▶ _Problem requirements_
Return exactly the lines that run from the one with "Identify every instance of the oval" to the last line of the entries below, both included, and nothing else.

(Data extracts Opens)

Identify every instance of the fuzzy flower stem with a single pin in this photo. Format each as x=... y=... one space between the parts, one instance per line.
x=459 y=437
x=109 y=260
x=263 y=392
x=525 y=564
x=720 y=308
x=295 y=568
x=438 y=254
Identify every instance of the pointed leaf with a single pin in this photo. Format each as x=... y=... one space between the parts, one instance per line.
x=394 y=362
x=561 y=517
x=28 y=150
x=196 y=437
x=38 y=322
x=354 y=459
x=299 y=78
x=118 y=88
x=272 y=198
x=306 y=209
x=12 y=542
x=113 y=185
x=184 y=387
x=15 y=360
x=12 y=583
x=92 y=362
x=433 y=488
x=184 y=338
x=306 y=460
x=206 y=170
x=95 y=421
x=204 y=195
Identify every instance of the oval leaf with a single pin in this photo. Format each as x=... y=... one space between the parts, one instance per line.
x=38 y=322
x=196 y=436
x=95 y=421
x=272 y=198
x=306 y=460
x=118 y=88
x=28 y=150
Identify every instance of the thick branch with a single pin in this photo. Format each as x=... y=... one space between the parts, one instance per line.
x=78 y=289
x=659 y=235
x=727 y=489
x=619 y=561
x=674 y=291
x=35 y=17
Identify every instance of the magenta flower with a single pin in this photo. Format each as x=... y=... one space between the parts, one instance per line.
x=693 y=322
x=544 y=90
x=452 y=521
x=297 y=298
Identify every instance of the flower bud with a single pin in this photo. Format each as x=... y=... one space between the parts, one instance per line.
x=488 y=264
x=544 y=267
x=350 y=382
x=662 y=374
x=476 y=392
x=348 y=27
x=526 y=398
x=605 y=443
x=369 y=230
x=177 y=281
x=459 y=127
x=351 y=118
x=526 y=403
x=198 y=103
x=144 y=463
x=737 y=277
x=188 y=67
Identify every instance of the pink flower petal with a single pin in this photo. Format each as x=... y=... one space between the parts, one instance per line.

(Data extracts Closes)

▶ _Your solution_
Identify every instance of the oval leaf with a single pin in this photo. Format each as x=... y=... one space between the parts, one instance per line.
x=38 y=322
x=196 y=436
x=95 y=421
x=272 y=198
x=306 y=460
x=118 y=88
x=28 y=150
Identify every instance of the thick branch with a single pin in this photo. Format each as x=... y=... one space between the parts, one instance per line.
x=78 y=289
x=659 y=235
x=727 y=489
x=619 y=561
x=674 y=291
x=35 y=17
Identify every instance of the magenta flower with a single pin in this photo. Format each as x=... y=... one space between the parts, one instance per line.
x=693 y=322
x=544 y=90
x=452 y=521
x=297 y=298
Identify every instance of the flower bud with a single pin in this photo. Format each as x=... y=... one space between the parts, one instance per line.
x=488 y=264
x=544 y=267
x=350 y=382
x=662 y=374
x=476 y=392
x=348 y=27
x=526 y=398
x=605 y=443
x=369 y=230
x=177 y=281
x=459 y=127
x=351 y=118
x=526 y=403
x=198 y=103
x=144 y=463
x=737 y=277
x=188 y=67
Identify every instance of the pink flower petal with a single pin in this photo. Format each as x=... y=... one space between the parts, one instance per line.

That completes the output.